TO BE DONE
Output every entry exactly as written.

** START OF DATASET EXTRACT **

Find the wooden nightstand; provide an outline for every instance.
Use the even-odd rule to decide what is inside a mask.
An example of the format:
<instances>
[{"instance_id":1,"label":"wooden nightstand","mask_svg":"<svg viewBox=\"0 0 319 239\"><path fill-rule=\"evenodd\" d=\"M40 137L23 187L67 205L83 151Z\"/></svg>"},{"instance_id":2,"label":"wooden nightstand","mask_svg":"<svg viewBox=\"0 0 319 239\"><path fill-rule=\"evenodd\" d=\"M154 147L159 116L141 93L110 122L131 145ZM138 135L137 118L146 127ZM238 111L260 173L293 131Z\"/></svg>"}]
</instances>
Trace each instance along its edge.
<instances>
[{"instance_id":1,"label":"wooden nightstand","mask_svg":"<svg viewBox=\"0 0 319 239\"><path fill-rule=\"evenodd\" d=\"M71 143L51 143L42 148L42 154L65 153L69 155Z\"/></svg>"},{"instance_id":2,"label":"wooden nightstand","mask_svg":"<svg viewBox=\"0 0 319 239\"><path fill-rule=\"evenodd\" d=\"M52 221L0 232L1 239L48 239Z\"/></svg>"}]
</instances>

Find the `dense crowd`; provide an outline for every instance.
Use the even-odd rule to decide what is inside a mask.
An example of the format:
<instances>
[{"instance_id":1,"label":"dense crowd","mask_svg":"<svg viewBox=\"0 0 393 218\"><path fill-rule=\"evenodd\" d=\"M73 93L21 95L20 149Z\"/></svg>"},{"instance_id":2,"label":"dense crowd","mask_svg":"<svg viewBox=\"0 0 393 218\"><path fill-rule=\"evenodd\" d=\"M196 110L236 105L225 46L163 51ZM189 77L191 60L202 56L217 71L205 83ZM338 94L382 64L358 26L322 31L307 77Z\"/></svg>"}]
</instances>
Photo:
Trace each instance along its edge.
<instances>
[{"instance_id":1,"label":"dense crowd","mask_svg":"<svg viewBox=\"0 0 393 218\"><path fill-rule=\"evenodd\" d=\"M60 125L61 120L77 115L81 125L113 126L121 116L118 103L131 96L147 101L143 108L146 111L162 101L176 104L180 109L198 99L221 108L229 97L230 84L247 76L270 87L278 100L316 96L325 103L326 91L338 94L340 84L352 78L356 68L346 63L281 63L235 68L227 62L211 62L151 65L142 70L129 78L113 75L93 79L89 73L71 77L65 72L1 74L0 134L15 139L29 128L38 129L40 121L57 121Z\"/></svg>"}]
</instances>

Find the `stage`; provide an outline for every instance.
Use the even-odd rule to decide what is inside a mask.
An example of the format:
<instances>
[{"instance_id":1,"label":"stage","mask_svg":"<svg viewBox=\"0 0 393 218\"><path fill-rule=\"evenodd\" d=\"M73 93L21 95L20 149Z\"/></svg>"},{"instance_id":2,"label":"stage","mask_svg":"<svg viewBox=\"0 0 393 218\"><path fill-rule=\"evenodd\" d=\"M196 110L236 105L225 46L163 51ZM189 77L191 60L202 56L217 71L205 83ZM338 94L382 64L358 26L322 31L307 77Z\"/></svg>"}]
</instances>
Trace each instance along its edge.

** END OF DATASET EXTRACT **

IN RESPONSE
Find the wooden nightstand; provide an outline for every instance.
Use the even-odd rule to decide what is inside a mask.
An example of the format:
<instances>
[{"instance_id":1,"label":"wooden nightstand","mask_svg":"<svg viewBox=\"0 0 319 239\"><path fill-rule=\"evenodd\" d=\"M40 137L23 187L67 205L83 151Z\"/></svg>"},{"instance_id":2,"label":"wooden nightstand","mask_svg":"<svg viewBox=\"0 0 319 239\"><path fill-rule=\"evenodd\" d=\"M154 147L159 116L141 93L110 122L131 145ZM138 135L137 118L146 127ZM238 111L260 173L293 131Z\"/></svg>"}]
</instances>
Trace each instance along its edge.
<instances>
[{"instance_id":1,"label":"wooden nightstand","mask_svg":"<svg viewBox=\"0 0 319 239\"><path fill-rule=\"evenodd\" d=\"M71 143L51 143L42 148L42 154L65 153L69 155Z\"/></svg>"},{"instance_id":2,"label":"wooden nightstand","mask_svg":"<svg viewBox=\"0 0 319 239\"><path fill-rule=\"evenodd\" d=\"M52 221L0 232L1 239L48 239Z\"/></svg>"}]
</instances>

Find the `dense crowd`; provide an outline for every instance.
Use the even-odd rule to decide what is inside a mask.
An example of the format:
<instances>
[{"instance_id":1,"label":"dense crowd","mask_svg":"<svg viewBox=\"0 0 393 218\"><path fill-rule=\"evenodd\" d=\"M73 93L21 95L20 149Z\"/></svg>"},{"instance_id":2,"label":"dense crowd","mask_svg":"<svg viewBox=\"0 0 393 218\"><path fill-rule=\"evenodd\" d=\"M196 110L236 105L225 46L163 51ZM189 77L191 60L202 56L217 71L205 83ZM338 94L382 64L358 26L322 31L307 77Z\"/></svg>"}]
</instances>
Photo:
Trace each instance along its edge.
<instances>
[{"instance_id":1,"label":"dense crowd","mask_svg":"<svg viewBox=\"0 0 393 218\"><path fill-rule=\"evenodd\" d=\"M60 125L61 120L77 115L81 125L113 126L121 116L118 103L131 96L147 101L143 108L146 111L162 101L176 104L180 109L198 99L221 108L229 97L230 84L247 76L270 87L278 100L316 96L325 103L326 91L338 94L340 84L352 78L356 68L346 63L281 63L235 68L227 62L211 62L151 65L142 70L129 78L113 75L93 79L89 73L71 77L65 72L1 74L0 134L15 139L29 128L38 129L40 121L57 121Z\"/></svg>"}]
</instances>

Find the `stage`; provide an outline for every instance.
Use the even-odd rule to decide what is inside a mask.
An example of the format:
<instances>
[{"instance_id":1,"label":"stage","mask_svg":"<svg viewBox=\"0 0 393 218\"><path fill-rule=\"evenodd\" d=\"M73 93L21 95L20 149Z\"/></svg>"},{"instance_id":2,"label":"stage","mask_svg":"<svg viewBox=\"0 0 393 218\"><path fill-rule=\"evenodd\" d=\"M196 110L236 105L225 46L163 51ZM189 77L191 60L202 56L217 71L205 83ZM338 94L382 64L358 26L322 31L307 77Z\"/></svg>"}]
</instances>
Trace each instance along its edge.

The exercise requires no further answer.